## PROBLEM DETAILS
The word "pixels" marks the lines to keep; find each one in the data and copy it.

=== DATA EXTRACT ===

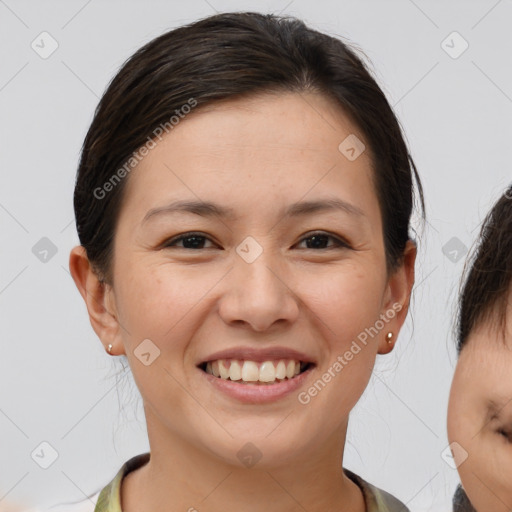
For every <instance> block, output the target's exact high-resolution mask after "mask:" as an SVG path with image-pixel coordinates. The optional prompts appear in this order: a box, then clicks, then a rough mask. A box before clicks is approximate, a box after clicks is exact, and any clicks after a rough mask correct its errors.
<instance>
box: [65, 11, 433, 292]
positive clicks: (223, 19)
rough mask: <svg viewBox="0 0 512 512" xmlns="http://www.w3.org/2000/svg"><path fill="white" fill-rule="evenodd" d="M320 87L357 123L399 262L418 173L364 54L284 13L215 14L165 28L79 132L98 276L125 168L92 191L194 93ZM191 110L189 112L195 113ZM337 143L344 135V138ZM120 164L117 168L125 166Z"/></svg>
mask: <svg viewBox="0 0 512 512" xmlns="http://www.w3.org/2000/svg"><path fill="white" fill-rule="evenodd" d="M308 91H312V92H320V93H323V94H325V95H327V96H328V97H329V98H331V99H332V101H333V103H334V104H336V105H339V106H340V107H341V108H342V109H343V111H344V112H346V113H347V115H348V116H350V118H351V120H352V121H353V122H354V123H355V124H356V126H358V127H359V129H360V130H361V131H362V133H363V135H364V137H365V143H367V146H368V147H369V149H370V152H371V155H372V162H373V167H374V173H373V179H374V182H375V185H376V190H377V196H378V200H379V205H380V209H381V214H382V219H383V233H384V241H385V249H386V263H387V267H388V271H390V270H392V269H394V268H396V267H397V266H398V264H399V263H400V262H401V261H402V257H403V251H404V249H405V244H406V242H407V240H409V239H410V237H409V223H410V217H411V212H412V208H413V204H414V193H413V192H414V190H413V178H414V179H415V180H416V183H417V187H418V189H419V197H420V200H421V207H422V213H423V218H424V215H425V213H424V209H425V206H424V200H423V190H422V186H421V182H420V179H419V177H418V174H417V171H416V167H415V165H414V162H413V160H412V158H411V156H410V154H409V152H408V149H407V146H406V143H405V141H404V138H403V135H402V132H401V128H400V125H399V122H398V120H397V118H396V117H395V115H394V113H393V111H392V109H391V107H390V105H389V103H388V101H387V100H386V97H385V95H384V93H383V92H382V90H381V89H380V88H379V86H378V85H377V83H376V81H375V80H374V79H373V78H372V76H371V75H370V72H369V71H368V70H367V68H366V67H365V65H364V64H363V62H362V60H361V59H360V58H359V57H358V56H357V55H356V53H355V51H353V50H352V49H351V48H350V47H349V46H348V45H347V44H345V43H344V42H342V41H341V40H340V39H338V38H334V37H331V36H329V35H326V34H322V33H320V32H318V31H316V30H313V29H311V28H309V27H307V26H306V25H305V24H304V23H303V22H302V21H300V20H298V19H296V18H293V17H286V16H277V15H273V14H260V13H254V12H231V13H222V14H217V15H213V16H210V17H207V18H204V19H201V20H199V21H196V22H194V23H191V24H189V25H186V26H182V27H179V28H176V29H174V30H171V31H169V32H166V33H164V34H163V35H161V36H159V37H157V38H155V39H153V40H152V41H150V42H149V43H147V44H146V45H145V46H143V47H142V48H140V49H139V50H138V51H137V52H136V53H135V54H134V55H133V56H131V57H130V58H129V59H128V60H127V61H126V62H125V63H124V64H123V66H122V67H121V69H120V70H119V72H118V73H117V75H116V76H115V77H114V78H113V79H112V81H111V82H110V84H109V86H108V88H107V90H106V91H105V93H104V95H103V97H102V98H101V100H100V102H99V104H98V106H97V108H96V111H95V115H94V119H93V121H92V124H91V126H90V128H89V131H88V133H87V135H86V137H85V140H84V143H83V146H82V153H81V159H80V164H79V168H78V173H77V179H76V186H75V193H74V209H75V218H76V225H77V231H78V236H79V239H80V243H81V245H82V246H84V247H85V249H86V252H87V256H88V258H89V261H90V262H91V265H92V266H93V268H94V270H95V272H96V273H97V275H98V277H99V279H100V280H101V281H104V282H107V283H108V284H112V260H113V251H112V249H113V239H114V235H115V229H116V222H117V219H118V217H119V212H120V209H121V206H122V200H123V190H124V188H125V186H126V181H127V179H128V177H125V178H124V179H122V180H119V181H118V183H115V186H114V187H109V189H112V190H111V191H109V193H108V194H103V192H102V194H101V197H97V196H98V194H96V193H95V192H94V191H97V190H100V189H101V190H103V191H104V189H102V187H103V186H104V184H106V183H108V182H109V180H111V179H112V177H113V176H114V175H115V173H116V171H117V170H118V169H121V168H122V167H123V166H126V162H127V161H128V160H130V158H132V157H133V155H134V153H135V152H136V151H137V150H138V148H140V147H141V146H142V145H143V144H145V143H146V142H147V141H148V140H150V139H155V138H156V137H155V128H156V127H157V126H159V125H161V124H163V123H166V122H168V120H169V117H170V116H172V115H173V114H174V113H175V112H178V111H179V109H181V108H183V106H184V105H186V104H187V103H190V100H191V99H192V100H193V101H194V102H195V105H197V108H200V107H201V106H203V105H207V104H211V103H214V102H218V101H221V100H229V99H235V98H240V97H244V96H247V95H251V94H260V93H265V92H277V93H279V92H298V93H300V92H308ZM192 115H193V114H192ZM340 142H341V141H340ZM124 174H125V173H123V175H124Z"/></svg>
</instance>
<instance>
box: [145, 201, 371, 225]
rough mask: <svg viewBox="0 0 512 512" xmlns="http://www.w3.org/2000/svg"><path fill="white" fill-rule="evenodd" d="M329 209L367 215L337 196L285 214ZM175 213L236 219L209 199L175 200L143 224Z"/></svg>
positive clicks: (291, 213) (363, 215)
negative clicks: (190, 213)
mask: <svg viewBox="0 0 512 512" xmlns="http://www.w3.org/2000/svg"><path fill="white" fill-rule="evenodd" d="M329 211H342V212H345V213H347V214H349V215H354V216H357V217H365V213H364V212H363V211H362V210H361V209H360V208H358V207H357V206H355V205H353V204H351V203H348V202H347V201H344V200H343V199H340V198H337V197H336V198H326V199H322V200H316V201H300V202H297V203H293V204H292V205H290V206H288V208H287V209H286V211H285V212H284V215H283V216H284V217H285V218H290V217H299V216H304V215H312V214H315V213H321V212H329ZM174 213H192V214H194V215H199V216H201V217H215V216H217V217H220V218H225V219H231V220H234V219H236V215H235V211H234V210H233V208H228V207H225V206H221V205H219V204H216V203H212V202H209V201H173V202H171V203H169V204H167V205H165V206H159V207H157V208H152V209H151V210H149V211H148V212H147V213H146V215H145V216H144V218H143V219H142V222H141V224H144V223H146V222H147V221H148V220H149V219H151V218H154V217H156V216H158V215H162V214H166V215H170V214H174Z"/></svg>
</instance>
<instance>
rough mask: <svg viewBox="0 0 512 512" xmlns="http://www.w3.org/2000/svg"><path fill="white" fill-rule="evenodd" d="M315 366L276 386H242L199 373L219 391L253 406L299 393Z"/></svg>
mask: <svg viewBox="0 0 512 512" xmlns="http://www.w3.org/2000/svg"><path fill="white" fill-rule="evenodd" d="M313 369H314V366H312V367H310V368H308V369H307V370H306V371H304V372H302V373H299V374H298V375H296V376H295V377H293V378H292V379H286V380H283V381H281V382H276V383H274V384H240V382H239V381H234V380H225V379H221V378H220V377H215V375H211V374H210V373H206V372H205V371H203V370H201V369H200V368H199V371H200V372H201V373H202V374H203V375H204V376H205V377H206V378H207V379H208V381H209V382H210V383H211V384H212V385H213V386H215V388H216V389H217V390H218V391H221V392H222V393H224V394H226V395H228V396H230V397H231V398H235V399H236V400H238V401H239V402H244V403H251V404H263V403H268V402H274V401H276V400H279V399H281V398H284V397H285V396H287V395H289V394H290V393H293V392H294V391H297V389H298V388H299V387H300V386H302V385H303V383H304V381H305V380H306V379H307V378H308V377H309V375H310V373H311V372H312V370H313Z"/></svg>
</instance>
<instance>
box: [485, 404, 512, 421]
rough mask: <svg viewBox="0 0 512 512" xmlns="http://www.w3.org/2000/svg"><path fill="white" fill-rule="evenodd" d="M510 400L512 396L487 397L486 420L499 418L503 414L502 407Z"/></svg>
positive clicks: (506, 405)
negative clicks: (492, 398) (493, 399)
mask: <svg viewBox="0 0 512 512" xmlns="http://www.w3.org/2000/svg"><path fill="white" fill-rule="evenodd" d="M510 402H512V398H507V399H502V398H500V399H494V400H493V399H489V400H487V405H486V411H487V415H486V417H487V421H491V420H493V419H501V418H502V417H503V416H504V412H503V409H505V407H506V406H507V405H508V404H509V403H510Z"/></svg>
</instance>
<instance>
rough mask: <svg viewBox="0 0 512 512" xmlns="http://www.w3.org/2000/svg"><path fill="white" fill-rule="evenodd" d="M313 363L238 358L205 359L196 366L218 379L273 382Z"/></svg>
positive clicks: (290, 360)
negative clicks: (197, 365) (257, 361)
mask: <svg viewBox="0 0 512 512" xmlns="http://www.w3.org/2000/svg"><path fill="white" fill-rule="evenodd" d="M313 367H314V364H313V363H309V362H303V361H298V360H295V359H279V360H269V361H264V362H255V361H248V360H240V359H218V360H216V361H206V362H204V363H202V364H200V365H199V366H198V368H200V369H201V370H203V371H204V372H205V373H208V374H210V375H213V376H214V377H217V378H218V379H222V380H228V381H234V382H238V383H240V384H263V385H265V384H267V385H268V384H275V383H279V382H283V381H287V380H292V379H294V378H295V377H296V376H297V375H300V374H302V373H304V372H305V371H307V370H309V369H310V368H313Z"/></svg>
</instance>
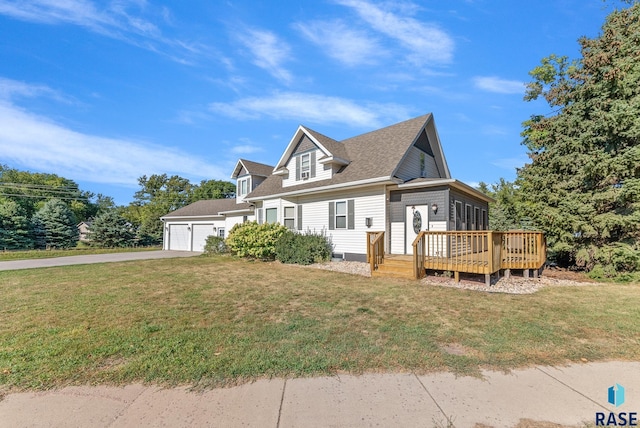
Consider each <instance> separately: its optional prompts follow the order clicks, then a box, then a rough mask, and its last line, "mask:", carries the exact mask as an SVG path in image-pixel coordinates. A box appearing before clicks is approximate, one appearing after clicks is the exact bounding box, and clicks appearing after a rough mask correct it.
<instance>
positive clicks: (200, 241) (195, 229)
mask: <svg viewBox="0 0 640 428" xmlns="http://www.w3.org/2000/svg"><path fill="white" fill-rule="evenodd" d="M213 227H214V226H213V223H210V224H194V225H193V250H192V251H204V244H205V243H206V241H207V237H208V236H210V235H215V232H214V230H213Z"/></svg>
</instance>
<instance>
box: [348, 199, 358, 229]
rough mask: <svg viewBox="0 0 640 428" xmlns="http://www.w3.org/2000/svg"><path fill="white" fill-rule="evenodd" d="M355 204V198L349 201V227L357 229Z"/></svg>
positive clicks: (348, 209) (349, 227) (348, 219)
mask: <svg viewBox="0 0 640 428" xmlns="http://www.w3.org/2000/svg"><path fill="white" fill-rule="evenodd" d="M354 205H355V203H354V200H353V199H349V200H348V201H347V229H355V227H356V223H355V213H354V212H353V208H354Z"/></svg>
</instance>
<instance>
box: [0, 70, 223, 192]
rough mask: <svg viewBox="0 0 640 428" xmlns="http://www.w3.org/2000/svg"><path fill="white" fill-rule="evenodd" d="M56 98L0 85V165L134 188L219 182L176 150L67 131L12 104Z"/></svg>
mask: <svg viewBox="0 0 640 428" xmlns="http://www.w3.org/2000/svg"><path fill="white" fill-rule="evenodd" d="M52 93H53V94H58V93H57V92H56V91H54V90H52V89H50V88H47V87H46V86H42V85H34V86H29V85H28V84H26V83H23V82H15V81H11V80H8V79H1V80H0V163H8V164H18V165H20V166H21V167H26V168H29V169H33V170H36V171H47V172H52V173H57V174H60V175H63V176H65V177H68V178H71V179H74V180H84V181H90V182H94V183H110V184H118V185H127V186H135V185H136V183H137V179H138V177H140V176H141V175H143V174H156V173H169V174H178V175H181V176H184V177H187V178H199V179H211V178H223V177H226V175H227V174H225V173H223V171H222V170H221V169H220V168H218V167H217V166H214V165H211V164H208V163H206V162H204V161H202V160H200V159H198V158H197V157H194V156H191V155H188V154H186V153H184V152H181V151H180V150H178V149H173V148H167V147H161V146H157V145H153V144H149V143H146V142H141V141H136V140H132V139H123V138H109V137H103V136H99V135H90V134H85V133H81V132H77V131H74V130H72V129H69V128H67V127H65V126H63V125H61V124H59V123H56V122H55V121H53V120H51V119H49V118H47V117H43V116H40V115H37V114H34V113H31V112H29V111H26V110H25V109H22V108H20V107H18V106H17V105H15V104H14V103H13V102H12V98H13V97H15V95H16V94H18V95H27V96H38V95H47V96H48V95H50V94H52Z"/></svg>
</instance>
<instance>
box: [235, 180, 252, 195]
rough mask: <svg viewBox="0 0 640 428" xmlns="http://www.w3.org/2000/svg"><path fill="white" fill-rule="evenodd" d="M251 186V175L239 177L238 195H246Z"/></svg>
mask: <svg viewBox="0 0 640 428" xmlns="http://www.w3.org/2000/svg"><path fill="white" fill-rule="evenodd" d="M250 187H251V177H247V178H241V179H240V180H238V196H246V195H248V194H249V190H250Z"/></svg>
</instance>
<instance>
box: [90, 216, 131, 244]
mask: <svg viewBox="0 0 640 428" xmlns="http://www.w3.org/2000/svg"><path fill="white" fill-rule="evenodd" d="M134 238H135V231H134V230H133V226H132V225H131V223H129V222H128V221H127V220H126V219H125V218H124V217H122V216H121V215H120V214H118V212H117V211H116V210H110V211H105V212H103V213H102V214H100V215H98V216H97V217H96V218H95V219H94V220H93V223H92V224H91V232H90V233H89V239H90V240H91V243H92V245H94V246H97V247H107V248H115V247H131V246H132V245H133V243H134Z"/></svg>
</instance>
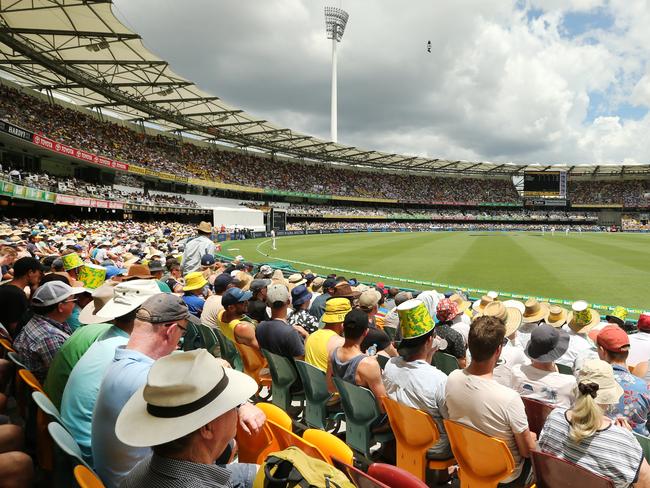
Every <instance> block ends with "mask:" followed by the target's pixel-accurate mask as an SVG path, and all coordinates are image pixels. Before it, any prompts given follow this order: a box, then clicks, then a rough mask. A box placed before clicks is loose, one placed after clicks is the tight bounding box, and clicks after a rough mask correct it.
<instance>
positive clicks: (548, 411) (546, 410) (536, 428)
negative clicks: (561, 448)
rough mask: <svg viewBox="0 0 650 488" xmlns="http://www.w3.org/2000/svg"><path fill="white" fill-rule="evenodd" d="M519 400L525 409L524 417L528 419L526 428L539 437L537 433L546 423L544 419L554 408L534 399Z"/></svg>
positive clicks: (524, 399) (541, 430) (549, 405)
mask: <svg viewBox="0 0 650 488" xmlns="http://www.w3.org/2000/svg"><path fill="white" fill-rule="evenodd" d="M521 399H522V401H523V402H524V408H525V409H526V417H528V428H529V429H530V431H531V432H535V434H536V435H537V436H538V437H539V433H540V432H541V431H542V427H544V423H545V422H546V417H548V414H549V413H551V412H552V411H553V409H554V408H555V407H554V406H553V405H550V404H548V403H545V402H542V401H540V400H535V399H534V398H526V397H521Z"/></svg>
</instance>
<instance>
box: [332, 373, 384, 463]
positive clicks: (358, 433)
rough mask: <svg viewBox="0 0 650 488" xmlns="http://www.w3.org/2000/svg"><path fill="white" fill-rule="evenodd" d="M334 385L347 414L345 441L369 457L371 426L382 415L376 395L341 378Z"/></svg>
mask: <svg viewBox="0 0 650 488" xmlns="http://www.w3.org/2000/svg"><path fill="white" fill-rule="evenodd" d="M334 384H335V385H336V389H337V390H338V392H339V395H340V396H341V405H342V406H343V412H345V440H346V442H347V444H348V445H349V446H350V447H351V448H352V449H354V450H355V451H358V452H360V453H361V454H363V455H364V456H366V457H369V456H370V445H371V444H370V442H371V440H372V438H373V435H372V432H371V430H370V426H371V425H372V423H373V422H375V420H376V419H377V418H378V417H379V416H380V415H381V412H380V411H379V407H378V406H377V401H376V399H375V395H373V394H372V392H371V391H370V390H368V389H367V388H362V387H360V386H356V385H353V384H352V383H348V382H347V381H345V380H343V379H341V378H334Z"/></svg>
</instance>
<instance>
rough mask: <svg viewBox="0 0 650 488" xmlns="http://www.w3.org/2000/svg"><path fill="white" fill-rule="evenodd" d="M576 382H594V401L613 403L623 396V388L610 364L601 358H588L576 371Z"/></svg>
mask: <svg viewBox="0 0 650 488" xmlns="http://www.w3.org/2000/svg"><path fill="white" fill-rule="evenodd" d="M578 383H596V384H597V385H598V392H597V393H596V398H595V400H596V403H599V404H601V405H614V404H616V403H618V401H619V399H620V398H621V396H623V393H624V391H623V388H622V387H621V385H619V384H618V382H617V381H616V379H615V378H614V370H613V369H612V365H611V364H609V363H606V362H605V361H603V360H601V359H589V360H587V361H585V362H584V364H583V365H582V367H581V368H580V371H579V372H578Z"/></svg>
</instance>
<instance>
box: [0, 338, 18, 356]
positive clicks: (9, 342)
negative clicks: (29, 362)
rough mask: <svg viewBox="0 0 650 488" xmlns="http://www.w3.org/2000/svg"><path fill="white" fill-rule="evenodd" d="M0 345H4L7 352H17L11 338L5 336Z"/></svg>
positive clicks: (3, 347)
mask: <svg viewBox="0 0 650 488" xmlns="http://www.w3.org/2000/svg"><path fill="white" fill-rule="evenodd" d="M0 347H2V349H3V350H4V352H5V354H6V353H8V352H13V353H15V352H16V350H15V349H14V346H13V345H12V344H11V342H10V341H9V339H5V338H4V337H2V338H0Z"/></svg>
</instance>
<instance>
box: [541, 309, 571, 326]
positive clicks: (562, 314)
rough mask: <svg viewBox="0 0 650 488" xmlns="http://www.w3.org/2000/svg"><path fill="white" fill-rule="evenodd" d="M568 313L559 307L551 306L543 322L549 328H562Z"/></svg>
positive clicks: (567, 316)
mask: <svg viewBox="0 0 650 488" xmlns="http://www.w3.org/2000/svg"><path fill="white" fill-rule="evenodd" d="M568 315H569V311H568V310H567V309H565V308H563V307H560V306H559V305H551V307H550V308H549V312H548V317H547V318H546V320H545V322H546V323H547V324H548V325H550V326H551V327H556V328H557V327H562V326H563V325H564V324H566V322H567V317H568Z"/></svg>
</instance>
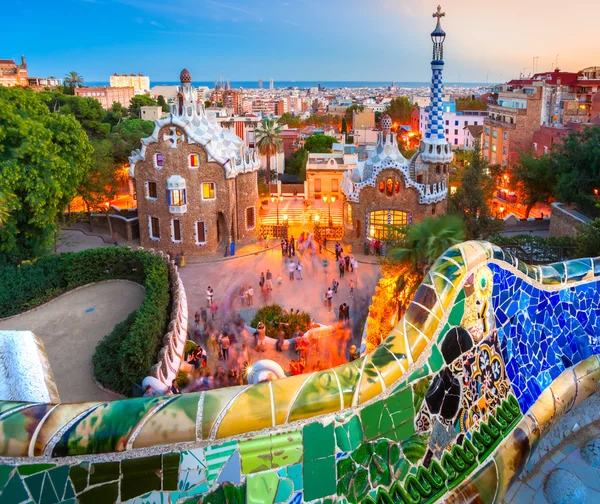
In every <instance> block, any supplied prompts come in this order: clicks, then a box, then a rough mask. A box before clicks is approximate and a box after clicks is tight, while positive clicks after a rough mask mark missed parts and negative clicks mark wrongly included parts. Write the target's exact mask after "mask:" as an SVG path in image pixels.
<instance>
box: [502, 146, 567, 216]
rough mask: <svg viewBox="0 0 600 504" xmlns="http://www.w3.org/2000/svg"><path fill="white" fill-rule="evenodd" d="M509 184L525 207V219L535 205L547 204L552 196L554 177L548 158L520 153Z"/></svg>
mask: <svg viewBox="0 0 600 504" xmlns="http://www.w3.org/2000/svg"><path fill="white" fill-rule="evenodd" d="M511 174H512V179H511V183H512V185H513V187H514V189H515V191H516V192H517V193H518V194H519V199H520V201H521V202H522V203H523V204H525V205H526V206H527V208H526V209H525V218H527V217H529V212H531V209H532V208H533V206H534V205H535V204H536V203H549V202H550V200H551V199H552V198H553V196H554V192H555V187H556V177H555V174H554V173H553V170H552V160H551V159H550V156H548V155H545V156H541V157H534V156H532V155H531V154H526V153H522V154H521V155H520V156H519V162H518V163H516V164H515V165H514V166H513V167H512V169H511Z"/></svg>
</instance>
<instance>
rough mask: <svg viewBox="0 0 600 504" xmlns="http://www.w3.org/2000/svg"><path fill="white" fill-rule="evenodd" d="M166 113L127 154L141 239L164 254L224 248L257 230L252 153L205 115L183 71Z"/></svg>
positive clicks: (191, 252) (246, 147)
mask: <svg viewBox="0 0 600 504" xmlns="http://www.w3.org/2000/svg"><path fill="white" fill-rule="evenodd" d="M180 80H181V86H180V87H179V90H178V93H177V96H176V97H175V100H174V103H173V104H172V105H171V112H170V114H169V115H168V116H167V117H165V118H163V119H159V120H157V121H155V128H154V131H153V133H152V135H151V136H150V137H148V138H144V139H143V140H142V146H141V148H140V149H138V150H136V151H134V152H133V153H132V155H131V157H130V158H129V161H130V168H129V174H130V176H131V177H132V178H133V179H135V188H136V193H137V201H138V214H139V222H140V242H141V245H142V246H143V247H151V248H154V249H158V250H162V251H163V252H173V253H185V254H186V255H203V254H213V253H217V252H218V253H222V252H225V250H226V248H227V247H228V245H229V244H230V243H231V242H236V243H244V242H246V241H250V240H252V239H253V238H255V235H256V233H257V231H258V222H257V219H258V186H257V179H256V177H257V173H256V172H257V170H258V169H259V167H260V161H259V158H258V156H257V153H256V152H255V151H254V150H252V149H248V148H247V147H246V145H245V143H244V141H243V140H242V139H241V138H239V137H238V136H237V135H236V134H235V133H234V132H233V131H231V130H228V129H225V128H222V127H221V126H220V125H219V124H218V123H217V122H216V121H215V120H214V119H212V118H210V117H209V116H207V114H206V113H205V111H204V104H203V103H201V102H198V99H197V94H196V91H195V90H194V88H193V87H192V86H191V81H192V78H191V75H190V73H189V72H188V71H187V70H183V71H182V72H181V75H180Z"/></svg>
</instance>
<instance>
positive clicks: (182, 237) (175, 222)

===

## SOLUTION FOR THIS TASK
Every <instance> block ends with "mask:" followed by the target's pixel-accurate mask as an SVG path, and all coordinates are image pixels. Before it, any prompts given follow this order: a box, then clicks, then a rough mask. A box placed before clicks is loose, one placed after clicks is the tight bounding box, and clicks after a rough mask correct it.
In every <instance> block, any supplied prompts come in this order: clicks, then a box, then a rough mask. A box before clicks is approximate and a box after clicks is tight, while positive clicks after a rough mask mark missed parts and negative clicks mark wrongly included parts. Write the target's exact mask after "mask:" as an SVG path in image pixels.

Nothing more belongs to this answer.